AIM OF THE TASK: Reproduce the whole listing below line for line, omitting the picture from your answer.

EXCERPTED DATA:
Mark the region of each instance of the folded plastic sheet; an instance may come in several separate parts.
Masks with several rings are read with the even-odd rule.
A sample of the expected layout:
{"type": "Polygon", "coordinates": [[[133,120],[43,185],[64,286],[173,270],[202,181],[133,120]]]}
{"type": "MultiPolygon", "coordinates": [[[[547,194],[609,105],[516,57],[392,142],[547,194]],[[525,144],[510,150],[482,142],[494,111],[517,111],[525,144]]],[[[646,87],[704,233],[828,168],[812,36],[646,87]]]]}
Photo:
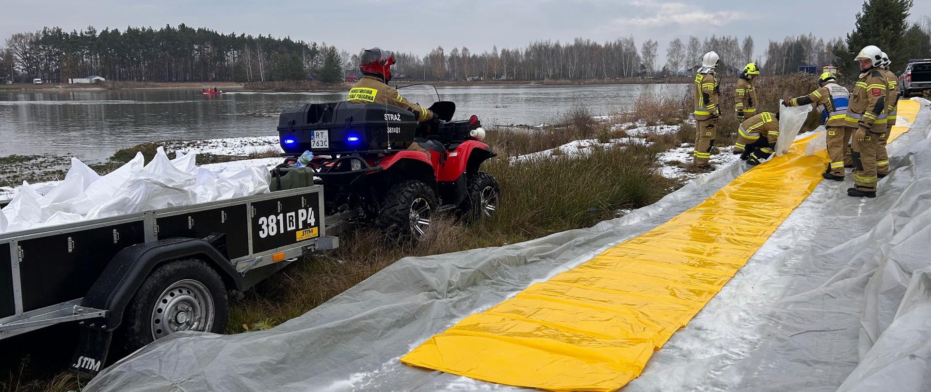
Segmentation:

THE SOLUTION:
Mark the region of each instance of the folded plastic sheet; an instance may come in several separate parts.
Masks with several rings are read with the even-odd rule.
A sample of the expected layout:
{"type": "Polygon", "coordinates": [[[133,120],[43,185],[64,286],[173,270],[202,181],[133,120]]]}
{"type": "MultiPolygon", "coordinates": [[[[547,194],[609,105],[516,57],[392,142],[547,194]],[[525,144],[510,150],[482,142],[494,111],[517,111],[525,144]]],[[[646,87],[704,233],[828,168],[812,36],[646,87]]]]}
Photo:
Segmentation:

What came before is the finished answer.